# Exercise
Please rewrite the data from the line with "For the evaluation set, tag every instance of the riverbank" up to and including the line with "[[260, 454], [98, 584], [189, 546], [31, 487]]", keeping each line whole and adding 78 to every number in the point coordinates.

# Data records

┌────────

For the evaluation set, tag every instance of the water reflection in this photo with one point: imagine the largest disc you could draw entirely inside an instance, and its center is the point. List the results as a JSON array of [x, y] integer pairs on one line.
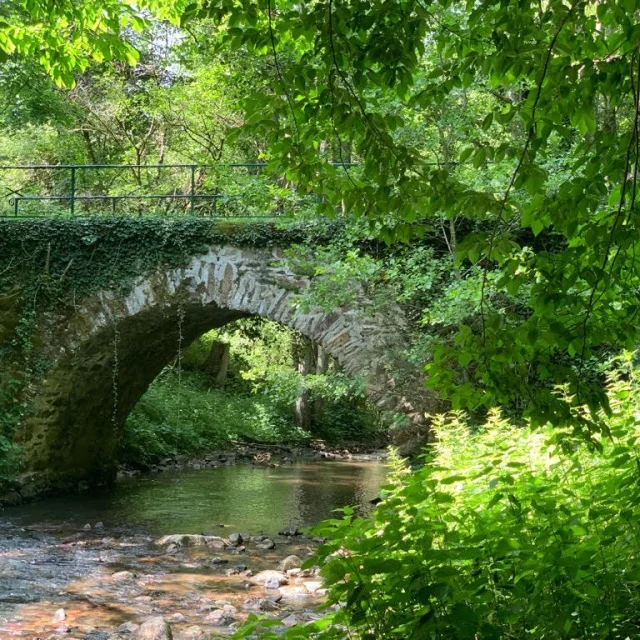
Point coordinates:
[[244, 498]]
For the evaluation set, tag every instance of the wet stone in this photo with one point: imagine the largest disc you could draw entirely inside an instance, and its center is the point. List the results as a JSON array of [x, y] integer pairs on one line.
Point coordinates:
[[153, 629], [266, 545], [127, 627], [236, 539], [291, 562]]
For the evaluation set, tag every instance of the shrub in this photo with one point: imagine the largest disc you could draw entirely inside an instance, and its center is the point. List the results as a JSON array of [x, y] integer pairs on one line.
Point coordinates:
[[505, 533], [181, 415]]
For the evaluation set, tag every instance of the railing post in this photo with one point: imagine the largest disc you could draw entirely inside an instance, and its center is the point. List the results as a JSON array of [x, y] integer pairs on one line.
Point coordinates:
[[193, 188], [73, 190]]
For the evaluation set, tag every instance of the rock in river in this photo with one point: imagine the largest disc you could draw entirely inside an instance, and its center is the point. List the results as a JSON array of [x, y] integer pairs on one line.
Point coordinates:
[[191, 540], [153, 629], [236, 539], [290, 562], [270, 579]]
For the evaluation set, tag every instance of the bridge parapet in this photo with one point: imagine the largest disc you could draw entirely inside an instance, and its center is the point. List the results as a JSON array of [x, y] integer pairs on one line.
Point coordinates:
[[109, 322]]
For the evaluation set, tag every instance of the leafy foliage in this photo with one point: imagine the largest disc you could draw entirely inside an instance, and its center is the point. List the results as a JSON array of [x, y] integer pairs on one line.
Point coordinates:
[[187, 417], [500, 535]]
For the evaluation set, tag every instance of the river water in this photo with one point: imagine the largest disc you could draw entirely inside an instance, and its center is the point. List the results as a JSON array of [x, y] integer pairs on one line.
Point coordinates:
[[63, 553]]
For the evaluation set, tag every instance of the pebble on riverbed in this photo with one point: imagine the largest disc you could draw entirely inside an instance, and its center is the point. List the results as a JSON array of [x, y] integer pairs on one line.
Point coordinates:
[[153, 629]]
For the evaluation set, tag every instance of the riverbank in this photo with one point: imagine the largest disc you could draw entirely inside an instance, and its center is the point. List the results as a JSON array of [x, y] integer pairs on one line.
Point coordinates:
[[260, 454], [98, 584], [189, 546], [31, 487]]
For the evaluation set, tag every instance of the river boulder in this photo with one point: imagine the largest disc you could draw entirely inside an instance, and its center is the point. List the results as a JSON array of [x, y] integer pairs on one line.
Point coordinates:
[[270, 579], [191, 540], [291, 562], [153, 629]]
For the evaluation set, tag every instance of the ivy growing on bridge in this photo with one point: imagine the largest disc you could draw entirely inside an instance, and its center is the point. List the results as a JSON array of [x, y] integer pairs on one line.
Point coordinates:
[[49, 266]]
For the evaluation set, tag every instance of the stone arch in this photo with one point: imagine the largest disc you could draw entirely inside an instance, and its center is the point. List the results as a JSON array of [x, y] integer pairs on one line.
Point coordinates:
[[71, 435]]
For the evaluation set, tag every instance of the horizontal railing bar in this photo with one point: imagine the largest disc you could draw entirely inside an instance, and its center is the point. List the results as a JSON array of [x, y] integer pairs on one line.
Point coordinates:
[[151, 166], [215, 196]]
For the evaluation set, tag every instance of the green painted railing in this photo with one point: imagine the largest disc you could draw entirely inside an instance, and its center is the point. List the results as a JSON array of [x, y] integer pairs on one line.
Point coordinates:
[[16, 198]]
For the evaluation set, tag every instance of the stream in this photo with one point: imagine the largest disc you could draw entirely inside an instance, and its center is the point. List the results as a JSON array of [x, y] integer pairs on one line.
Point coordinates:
[[90, 567]]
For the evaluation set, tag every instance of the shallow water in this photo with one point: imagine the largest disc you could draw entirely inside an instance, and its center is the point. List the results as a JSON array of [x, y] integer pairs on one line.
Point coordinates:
[[49, 561]]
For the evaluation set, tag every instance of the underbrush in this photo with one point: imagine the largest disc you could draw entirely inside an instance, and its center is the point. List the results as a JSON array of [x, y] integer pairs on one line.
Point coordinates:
[[183, 415], [505, 533]]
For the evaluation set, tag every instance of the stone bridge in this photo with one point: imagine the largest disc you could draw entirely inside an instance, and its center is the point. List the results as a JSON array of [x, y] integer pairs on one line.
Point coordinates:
[[106, 347]]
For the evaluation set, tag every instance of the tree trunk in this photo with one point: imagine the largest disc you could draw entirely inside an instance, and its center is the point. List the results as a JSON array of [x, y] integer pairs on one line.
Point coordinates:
[[304, 354], [217, 362], [322, 364]]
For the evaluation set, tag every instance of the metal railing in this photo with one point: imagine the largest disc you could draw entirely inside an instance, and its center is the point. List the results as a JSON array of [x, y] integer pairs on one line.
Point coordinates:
[[75, 197]]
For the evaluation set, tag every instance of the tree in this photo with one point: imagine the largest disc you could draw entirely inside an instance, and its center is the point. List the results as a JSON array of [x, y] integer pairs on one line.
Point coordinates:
[[548, 199]]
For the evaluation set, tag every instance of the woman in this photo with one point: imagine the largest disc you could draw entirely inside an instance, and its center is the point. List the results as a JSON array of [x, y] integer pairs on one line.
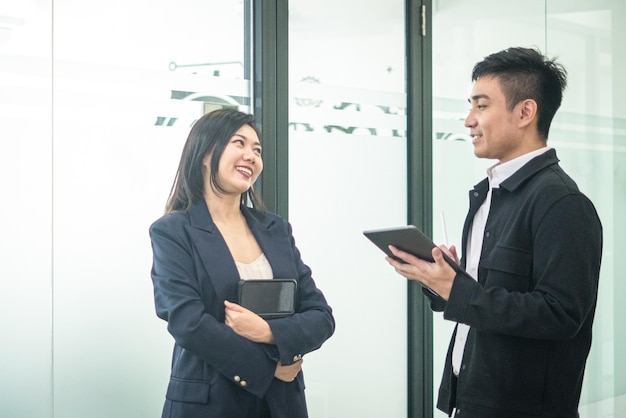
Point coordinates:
[[229, 362]]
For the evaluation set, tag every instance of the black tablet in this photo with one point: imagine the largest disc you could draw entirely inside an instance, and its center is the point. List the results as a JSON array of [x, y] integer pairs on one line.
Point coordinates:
[[274, 298], [406, 238]]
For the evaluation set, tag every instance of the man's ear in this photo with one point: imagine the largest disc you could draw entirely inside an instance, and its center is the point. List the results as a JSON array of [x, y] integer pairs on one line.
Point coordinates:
[[527, 112]]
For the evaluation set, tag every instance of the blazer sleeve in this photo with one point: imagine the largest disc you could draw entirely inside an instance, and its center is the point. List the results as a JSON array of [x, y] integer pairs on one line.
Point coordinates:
[[180, 301], [312, 324]]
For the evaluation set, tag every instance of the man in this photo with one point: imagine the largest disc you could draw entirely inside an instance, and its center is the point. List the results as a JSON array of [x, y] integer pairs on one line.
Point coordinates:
[[532, 245]]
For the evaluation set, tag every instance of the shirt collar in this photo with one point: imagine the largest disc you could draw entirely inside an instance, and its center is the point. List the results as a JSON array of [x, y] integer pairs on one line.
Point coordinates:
[[499, 172]]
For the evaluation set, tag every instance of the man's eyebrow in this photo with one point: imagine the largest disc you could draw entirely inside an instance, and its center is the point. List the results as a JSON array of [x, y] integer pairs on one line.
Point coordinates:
[[477, 97]]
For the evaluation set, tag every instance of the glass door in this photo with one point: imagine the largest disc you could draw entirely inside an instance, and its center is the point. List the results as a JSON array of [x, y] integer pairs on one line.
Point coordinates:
[[347, 159]]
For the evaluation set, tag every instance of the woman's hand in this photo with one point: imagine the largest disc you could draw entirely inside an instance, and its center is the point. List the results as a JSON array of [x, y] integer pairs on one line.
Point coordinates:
[[288, 373], [247, 324]]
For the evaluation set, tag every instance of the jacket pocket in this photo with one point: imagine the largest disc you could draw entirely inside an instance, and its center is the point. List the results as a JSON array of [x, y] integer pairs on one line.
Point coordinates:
[[510, 268], [194, 391]]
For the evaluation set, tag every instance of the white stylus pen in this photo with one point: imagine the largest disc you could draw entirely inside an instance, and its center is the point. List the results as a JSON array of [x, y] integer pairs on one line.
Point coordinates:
[[444, 230]]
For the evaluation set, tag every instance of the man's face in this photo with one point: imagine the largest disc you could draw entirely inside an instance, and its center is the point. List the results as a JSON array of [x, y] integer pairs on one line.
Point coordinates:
[[494, 129]]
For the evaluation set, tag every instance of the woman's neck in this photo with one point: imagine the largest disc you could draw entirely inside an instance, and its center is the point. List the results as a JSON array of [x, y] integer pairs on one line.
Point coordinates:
[[223, 208]]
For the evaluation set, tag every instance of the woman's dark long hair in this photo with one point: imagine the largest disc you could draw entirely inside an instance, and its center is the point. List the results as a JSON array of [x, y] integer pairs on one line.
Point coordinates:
[[209, 135]]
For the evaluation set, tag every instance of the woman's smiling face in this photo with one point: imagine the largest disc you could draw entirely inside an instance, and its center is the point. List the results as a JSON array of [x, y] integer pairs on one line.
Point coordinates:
[[240, 163]]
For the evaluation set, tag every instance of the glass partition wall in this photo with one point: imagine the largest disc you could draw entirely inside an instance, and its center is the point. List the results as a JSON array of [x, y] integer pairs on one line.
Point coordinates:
[[588, 133], [96, 101]]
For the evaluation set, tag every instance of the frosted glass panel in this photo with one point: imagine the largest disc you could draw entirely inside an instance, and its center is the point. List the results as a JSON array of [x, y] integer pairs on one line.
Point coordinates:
[[347, 173], [130, 78], [25, 210], [589, 133]]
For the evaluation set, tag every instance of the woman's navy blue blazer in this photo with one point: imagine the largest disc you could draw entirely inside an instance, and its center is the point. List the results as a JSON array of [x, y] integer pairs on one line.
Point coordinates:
[[215, 372]]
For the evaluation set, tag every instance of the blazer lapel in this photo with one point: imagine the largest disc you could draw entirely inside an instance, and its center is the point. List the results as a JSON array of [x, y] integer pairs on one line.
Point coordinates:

└────────

# Correct output
For the evaluation set, tag every instance of the riverbank in this photo with one point: imagine the largest disc you could draw entirely inside an instance, and its center is the point. List the results as a JSON array of [x, y] integer pairs on one line.
Point coordinates:
[[338, 532], [176, 662], [267, 624], [109, 565]]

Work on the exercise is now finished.